Records from a dataset

++++

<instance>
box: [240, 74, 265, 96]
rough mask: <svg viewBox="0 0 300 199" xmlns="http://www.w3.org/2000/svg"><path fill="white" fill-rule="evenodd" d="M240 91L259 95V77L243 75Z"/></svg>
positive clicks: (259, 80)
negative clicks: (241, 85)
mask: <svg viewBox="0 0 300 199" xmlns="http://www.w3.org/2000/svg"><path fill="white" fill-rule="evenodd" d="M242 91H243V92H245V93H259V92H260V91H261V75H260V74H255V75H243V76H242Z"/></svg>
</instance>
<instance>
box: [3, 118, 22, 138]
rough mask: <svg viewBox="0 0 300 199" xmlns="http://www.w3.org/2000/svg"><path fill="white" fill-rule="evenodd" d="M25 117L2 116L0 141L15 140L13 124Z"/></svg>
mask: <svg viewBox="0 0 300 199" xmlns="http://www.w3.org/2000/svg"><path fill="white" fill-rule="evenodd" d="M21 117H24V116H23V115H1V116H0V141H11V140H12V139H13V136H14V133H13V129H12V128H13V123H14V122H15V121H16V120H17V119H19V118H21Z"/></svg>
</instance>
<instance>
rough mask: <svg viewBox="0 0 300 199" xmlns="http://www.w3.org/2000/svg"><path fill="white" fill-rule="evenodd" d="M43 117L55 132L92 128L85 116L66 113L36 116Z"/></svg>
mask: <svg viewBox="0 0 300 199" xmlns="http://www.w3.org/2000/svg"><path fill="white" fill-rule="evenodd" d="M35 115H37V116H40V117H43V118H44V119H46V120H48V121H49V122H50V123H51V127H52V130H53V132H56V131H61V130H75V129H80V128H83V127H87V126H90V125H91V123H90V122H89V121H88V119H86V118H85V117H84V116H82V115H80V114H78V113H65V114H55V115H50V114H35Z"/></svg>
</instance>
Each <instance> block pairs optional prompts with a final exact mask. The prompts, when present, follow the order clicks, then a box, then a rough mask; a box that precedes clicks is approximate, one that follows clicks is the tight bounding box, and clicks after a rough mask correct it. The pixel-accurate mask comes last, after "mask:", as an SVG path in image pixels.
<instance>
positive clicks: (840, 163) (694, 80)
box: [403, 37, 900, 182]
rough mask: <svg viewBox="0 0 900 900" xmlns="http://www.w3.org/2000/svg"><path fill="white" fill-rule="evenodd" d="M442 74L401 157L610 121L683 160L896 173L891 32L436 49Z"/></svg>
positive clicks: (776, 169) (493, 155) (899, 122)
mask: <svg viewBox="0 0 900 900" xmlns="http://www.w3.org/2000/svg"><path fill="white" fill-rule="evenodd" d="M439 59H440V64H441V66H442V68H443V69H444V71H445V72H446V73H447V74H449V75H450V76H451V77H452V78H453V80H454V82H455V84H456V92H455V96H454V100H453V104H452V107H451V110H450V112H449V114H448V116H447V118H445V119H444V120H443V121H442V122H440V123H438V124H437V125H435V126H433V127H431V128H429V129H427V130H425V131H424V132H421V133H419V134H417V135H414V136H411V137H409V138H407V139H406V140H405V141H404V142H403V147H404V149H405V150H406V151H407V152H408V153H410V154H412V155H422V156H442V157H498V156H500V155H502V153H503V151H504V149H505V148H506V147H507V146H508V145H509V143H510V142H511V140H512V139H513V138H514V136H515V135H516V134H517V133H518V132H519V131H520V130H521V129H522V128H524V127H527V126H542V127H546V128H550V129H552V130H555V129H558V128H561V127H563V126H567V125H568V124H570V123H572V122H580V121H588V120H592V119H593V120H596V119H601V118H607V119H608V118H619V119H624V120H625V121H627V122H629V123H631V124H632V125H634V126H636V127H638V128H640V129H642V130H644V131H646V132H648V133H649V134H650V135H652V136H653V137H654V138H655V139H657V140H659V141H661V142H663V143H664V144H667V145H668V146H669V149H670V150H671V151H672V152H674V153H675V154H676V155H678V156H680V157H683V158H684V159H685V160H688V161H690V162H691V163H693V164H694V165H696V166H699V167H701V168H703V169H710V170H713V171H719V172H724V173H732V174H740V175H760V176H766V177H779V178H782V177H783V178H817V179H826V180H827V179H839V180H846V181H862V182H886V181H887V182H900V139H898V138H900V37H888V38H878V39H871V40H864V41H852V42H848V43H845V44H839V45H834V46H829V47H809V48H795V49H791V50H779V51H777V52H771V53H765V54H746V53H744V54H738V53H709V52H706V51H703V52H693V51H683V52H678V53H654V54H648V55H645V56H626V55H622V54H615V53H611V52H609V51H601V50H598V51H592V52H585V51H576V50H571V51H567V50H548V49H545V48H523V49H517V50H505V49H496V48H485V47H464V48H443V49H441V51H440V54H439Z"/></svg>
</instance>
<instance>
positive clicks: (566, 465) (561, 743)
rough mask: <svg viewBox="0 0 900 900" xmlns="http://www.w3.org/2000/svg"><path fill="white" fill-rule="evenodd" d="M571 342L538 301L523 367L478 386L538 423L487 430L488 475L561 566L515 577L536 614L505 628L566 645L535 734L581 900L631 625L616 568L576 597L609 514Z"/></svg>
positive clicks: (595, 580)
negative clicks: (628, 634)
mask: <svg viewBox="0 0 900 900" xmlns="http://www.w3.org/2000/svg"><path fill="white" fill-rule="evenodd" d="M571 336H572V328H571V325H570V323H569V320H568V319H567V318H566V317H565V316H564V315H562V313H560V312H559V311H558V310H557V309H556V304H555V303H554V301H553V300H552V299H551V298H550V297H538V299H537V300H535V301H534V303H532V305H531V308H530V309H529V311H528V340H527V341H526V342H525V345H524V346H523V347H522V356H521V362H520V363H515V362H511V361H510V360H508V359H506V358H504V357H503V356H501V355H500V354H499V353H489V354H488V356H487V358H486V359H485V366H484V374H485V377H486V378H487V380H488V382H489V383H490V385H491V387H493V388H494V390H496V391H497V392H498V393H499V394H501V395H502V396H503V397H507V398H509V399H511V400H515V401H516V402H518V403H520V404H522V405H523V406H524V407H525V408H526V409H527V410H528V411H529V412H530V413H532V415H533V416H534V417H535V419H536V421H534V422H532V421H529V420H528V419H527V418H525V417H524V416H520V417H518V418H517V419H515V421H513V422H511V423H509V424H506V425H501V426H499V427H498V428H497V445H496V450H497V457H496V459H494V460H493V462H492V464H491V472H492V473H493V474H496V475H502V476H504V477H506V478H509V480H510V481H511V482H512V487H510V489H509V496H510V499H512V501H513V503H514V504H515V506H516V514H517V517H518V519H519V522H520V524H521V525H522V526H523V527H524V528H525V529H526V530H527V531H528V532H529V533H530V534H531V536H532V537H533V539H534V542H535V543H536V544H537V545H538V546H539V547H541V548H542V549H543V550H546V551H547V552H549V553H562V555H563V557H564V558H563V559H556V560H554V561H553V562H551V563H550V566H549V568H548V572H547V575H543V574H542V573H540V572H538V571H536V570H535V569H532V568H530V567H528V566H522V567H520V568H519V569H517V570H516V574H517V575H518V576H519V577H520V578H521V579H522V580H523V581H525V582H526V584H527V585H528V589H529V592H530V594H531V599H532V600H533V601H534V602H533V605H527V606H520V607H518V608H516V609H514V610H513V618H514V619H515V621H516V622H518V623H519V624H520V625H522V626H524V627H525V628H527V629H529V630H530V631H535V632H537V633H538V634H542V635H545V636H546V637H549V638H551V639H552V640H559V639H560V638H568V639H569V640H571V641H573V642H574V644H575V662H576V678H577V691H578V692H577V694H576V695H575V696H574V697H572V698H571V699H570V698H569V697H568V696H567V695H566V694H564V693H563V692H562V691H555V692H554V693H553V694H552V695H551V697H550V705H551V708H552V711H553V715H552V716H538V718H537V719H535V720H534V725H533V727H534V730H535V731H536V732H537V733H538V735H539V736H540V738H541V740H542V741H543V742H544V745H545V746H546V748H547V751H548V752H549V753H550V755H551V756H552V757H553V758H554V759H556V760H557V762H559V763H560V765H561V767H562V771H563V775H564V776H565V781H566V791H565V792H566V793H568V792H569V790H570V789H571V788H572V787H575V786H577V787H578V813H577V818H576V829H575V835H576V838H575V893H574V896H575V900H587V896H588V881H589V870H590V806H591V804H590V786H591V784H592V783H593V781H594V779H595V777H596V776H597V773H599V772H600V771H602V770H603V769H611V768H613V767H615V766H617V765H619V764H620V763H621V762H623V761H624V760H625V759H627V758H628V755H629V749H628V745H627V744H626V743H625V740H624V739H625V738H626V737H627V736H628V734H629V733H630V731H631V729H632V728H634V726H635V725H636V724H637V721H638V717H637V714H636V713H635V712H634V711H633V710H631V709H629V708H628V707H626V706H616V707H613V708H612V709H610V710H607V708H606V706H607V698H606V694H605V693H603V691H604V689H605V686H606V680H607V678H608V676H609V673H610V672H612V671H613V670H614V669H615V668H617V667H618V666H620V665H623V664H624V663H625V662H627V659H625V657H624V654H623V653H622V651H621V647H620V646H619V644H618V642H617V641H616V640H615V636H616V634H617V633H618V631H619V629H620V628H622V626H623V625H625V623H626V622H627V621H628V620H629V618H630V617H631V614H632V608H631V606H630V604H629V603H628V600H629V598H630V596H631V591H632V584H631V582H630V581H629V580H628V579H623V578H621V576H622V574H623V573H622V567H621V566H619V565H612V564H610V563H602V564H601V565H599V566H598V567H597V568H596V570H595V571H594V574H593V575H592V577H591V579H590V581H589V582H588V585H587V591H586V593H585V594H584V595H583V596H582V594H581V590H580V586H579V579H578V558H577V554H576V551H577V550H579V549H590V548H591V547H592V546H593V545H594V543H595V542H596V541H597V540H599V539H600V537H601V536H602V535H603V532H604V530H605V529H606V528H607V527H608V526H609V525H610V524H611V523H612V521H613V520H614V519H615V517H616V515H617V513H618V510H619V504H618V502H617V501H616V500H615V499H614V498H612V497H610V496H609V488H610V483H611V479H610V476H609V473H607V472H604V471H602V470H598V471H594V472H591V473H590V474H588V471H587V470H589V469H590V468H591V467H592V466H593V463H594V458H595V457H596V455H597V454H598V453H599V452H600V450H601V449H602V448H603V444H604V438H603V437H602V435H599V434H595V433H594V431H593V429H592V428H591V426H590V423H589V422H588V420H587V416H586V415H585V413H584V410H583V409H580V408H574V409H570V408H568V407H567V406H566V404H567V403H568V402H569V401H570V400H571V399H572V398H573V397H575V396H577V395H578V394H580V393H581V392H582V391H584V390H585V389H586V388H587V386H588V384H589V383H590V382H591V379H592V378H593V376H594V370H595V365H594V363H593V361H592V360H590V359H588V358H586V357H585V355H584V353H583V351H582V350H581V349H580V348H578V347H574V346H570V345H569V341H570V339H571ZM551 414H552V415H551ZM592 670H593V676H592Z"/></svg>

++++

** Task requirements **
Beginning at the top of the data, extract each line through the line containing "74L401 157L610 121L683" and return those lines exactly, with nothing added.

** Output for this task **
<instance>
box: [240, 74, 265, 96]
rough mask: <svg viewBox="0 0 300 199" xmlns="http://www.w3.org/2000/svg"><path fill="white" fill-rule="evenodd" d="M240 91L259 95V77L243 75Z"/></svg>
positive clicks: (259, 80)
negative clicks: (241, 85)
mask: <svg viewBox="0 0 300 199" xmlns="http://www.w3.org/2000/svg"><path fill="white" fill-rule="evenodd" d="M242 91H243V92H245V93H259V92H260V91H261V75H260V74H255V75H243V76H242Z"/></svg>
</instance>
<instance>
box: [3, 118, 22, 138]
rough mask: <svg viewBox="0 0 300 199" xmlns="http://www.w3.org/2000/svg"><path fill="white" fill-rule="evenodd" d="M25 117L2 116L0 141L15 140L13 124Z"/></svg>
mask: <svg viewBox="0 0 300 199" xmlns="http://www.w3.org/2000/svg"><path fill="white" fill-rule="evenodd" d="M21 117H24V116H23V115H1V116H0V141H11V140H12V139H13V136H14V133H13V129H12V128H13V123H14V122H15V121H16V120H17V119H19V118H21Z"/></svg>
</instance>
<instance>
rough mask: <svg viewBox="0 0 300 199" xmlns="http://www.w3.org/2000/svg"><path fill="white" fill-rule="evenodd" d="M43 117L55 132L92 128L85 116L66 113L36 116Z"/></svg>
mask: <svg viewBox="0 0 300 199" xmlns="http://www.w3.org/2000/svg"><path fill="white" fill-rule="evenodd" d="M35 115H37V116H40V117H43V118H44V119H46V120H48V121H49V122H50V123H51V127H52V130H53V132H56V131H61V130H75V129H80V128H83V127H87V126H90V125H91V123H90V122H89V121H88V119H86V118H85V117H84V116H82V115H80V114H78V113H65V114H55V115H50V114H35Z"/></svg>
</instance>
Each <instance> block pairs optional prompts with a final exact mask. The prompts, when present, follow the order clicks, then a box, then a rough mask; a box that precedes clicks is approximate, one that follows clicks is the tight bounding box, and clicks after a rough mask correct it. The pixel-accurate mask comes last, after "mask:", as an SVG path in image pixels.
<instance>
positive clicks: (840, 163) (694, 80)
box: [403, 37, 900, 182]
rough mask: <svg viewBox="0 0 900 900" xmlns="http://www.w3.org/2000/svg"><path fill="white" fill-rule="evenodd" d="M442 74L401 157L610 121L683 160L896 173L891 32L436 49Z"/></svg>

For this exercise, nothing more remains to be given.